EXERCISE GOAL: Convert the records from the line with "of the tree" through the end of the records into a two-column CSV with the header text,answer and one row per record. Put the record's text and its answer each in a single quoted field, with line breaks replaced by spaces.

Saved entries:

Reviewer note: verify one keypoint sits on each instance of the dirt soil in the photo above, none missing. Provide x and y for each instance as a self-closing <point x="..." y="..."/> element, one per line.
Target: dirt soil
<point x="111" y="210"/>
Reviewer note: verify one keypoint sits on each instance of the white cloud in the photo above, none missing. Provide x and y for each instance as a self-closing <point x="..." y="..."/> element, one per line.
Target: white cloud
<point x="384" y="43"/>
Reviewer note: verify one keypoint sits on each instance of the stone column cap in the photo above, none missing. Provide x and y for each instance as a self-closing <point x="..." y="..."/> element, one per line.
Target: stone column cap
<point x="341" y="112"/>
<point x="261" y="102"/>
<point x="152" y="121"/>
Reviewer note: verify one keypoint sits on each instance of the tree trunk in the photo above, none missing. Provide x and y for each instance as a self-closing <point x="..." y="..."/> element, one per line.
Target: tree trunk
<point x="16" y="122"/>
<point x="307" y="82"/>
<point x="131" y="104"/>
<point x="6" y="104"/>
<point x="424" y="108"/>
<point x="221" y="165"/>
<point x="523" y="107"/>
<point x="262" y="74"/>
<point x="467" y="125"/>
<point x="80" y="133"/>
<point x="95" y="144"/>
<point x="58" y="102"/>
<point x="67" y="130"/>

ANSWER TO THE EXERCISE:
text,answer
"Reviewer note: verify one keypoint sits on each instance of the tree trunk in the photo above, none missing. Provide x and y for each instance as a self-closing <point x=""..."" y=""...""/> element, one per line. Target: tree trunk","<point x=""16"" y=""122""/> <point x=""307"" y=""82""/> <point x=""131"" y=""104""/> <point x=""6"" y=""104""/> <point x=""424"" y=""108""/> <point x=""221"" y=""165""/> <point x=""523"" y=""107""/> <point x=""262"" y=""74""/> <point x=""467"" y=""125""/> <point x=""80"" y=""133""/> <point x=""95"" y=""144""/> <point x=""58"" y=""102""/> <point x=""67"" y=""130""/>"